'''
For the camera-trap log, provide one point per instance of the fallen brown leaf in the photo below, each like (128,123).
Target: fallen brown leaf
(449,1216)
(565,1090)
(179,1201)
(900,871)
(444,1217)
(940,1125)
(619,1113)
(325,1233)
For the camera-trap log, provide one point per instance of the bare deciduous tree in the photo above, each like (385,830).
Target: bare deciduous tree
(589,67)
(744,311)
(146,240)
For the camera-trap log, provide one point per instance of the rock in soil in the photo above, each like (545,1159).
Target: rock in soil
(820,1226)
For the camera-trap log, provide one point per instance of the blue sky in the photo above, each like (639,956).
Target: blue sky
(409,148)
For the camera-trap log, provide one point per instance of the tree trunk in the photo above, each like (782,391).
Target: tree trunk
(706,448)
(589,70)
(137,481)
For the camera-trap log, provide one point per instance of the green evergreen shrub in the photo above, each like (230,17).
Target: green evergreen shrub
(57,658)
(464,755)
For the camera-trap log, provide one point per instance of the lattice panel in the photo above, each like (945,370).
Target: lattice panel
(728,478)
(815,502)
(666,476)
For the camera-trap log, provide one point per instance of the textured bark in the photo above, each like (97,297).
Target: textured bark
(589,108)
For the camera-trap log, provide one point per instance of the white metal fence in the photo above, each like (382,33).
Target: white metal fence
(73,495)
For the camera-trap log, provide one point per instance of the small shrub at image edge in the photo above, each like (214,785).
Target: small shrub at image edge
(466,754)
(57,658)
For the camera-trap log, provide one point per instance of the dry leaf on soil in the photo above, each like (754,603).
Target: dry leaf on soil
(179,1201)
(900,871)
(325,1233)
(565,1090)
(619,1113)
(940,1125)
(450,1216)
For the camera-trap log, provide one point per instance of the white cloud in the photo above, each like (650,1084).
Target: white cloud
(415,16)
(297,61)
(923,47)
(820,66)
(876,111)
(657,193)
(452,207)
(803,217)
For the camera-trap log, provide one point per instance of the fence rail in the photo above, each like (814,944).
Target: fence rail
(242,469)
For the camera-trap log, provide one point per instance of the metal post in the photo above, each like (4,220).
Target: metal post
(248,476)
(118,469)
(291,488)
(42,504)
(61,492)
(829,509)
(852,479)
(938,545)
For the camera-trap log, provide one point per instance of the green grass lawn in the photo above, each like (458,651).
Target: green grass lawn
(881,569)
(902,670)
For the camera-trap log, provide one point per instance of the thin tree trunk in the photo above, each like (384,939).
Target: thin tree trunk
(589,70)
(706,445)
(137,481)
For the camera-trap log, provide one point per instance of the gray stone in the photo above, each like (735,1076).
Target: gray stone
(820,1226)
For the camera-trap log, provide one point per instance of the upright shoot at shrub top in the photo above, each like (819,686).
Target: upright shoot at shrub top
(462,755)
'''
INSTRUCTION: Write out the records above word for word, starting with the line that contains "each like (384,939)." and going on through the end of the records.

RESULT OF THE EXERCISE:
For the camera-trap log, provide one point per instance of the thin tree trunk in the photo above, each like (384,939).
Target: thin tree trunk
(589,70)
(706,445)
(137,481)
For the camera-trap log, provide one point per instance of the gray stone in the photo above, each like (735,1076).
Target: gray stone
(820,1226)
For the camera-trap log, provide one point per instance of the upright shoot at shrub top in the photo above, each like (819,686).
Target: upright shoot at shrub top
(462,755)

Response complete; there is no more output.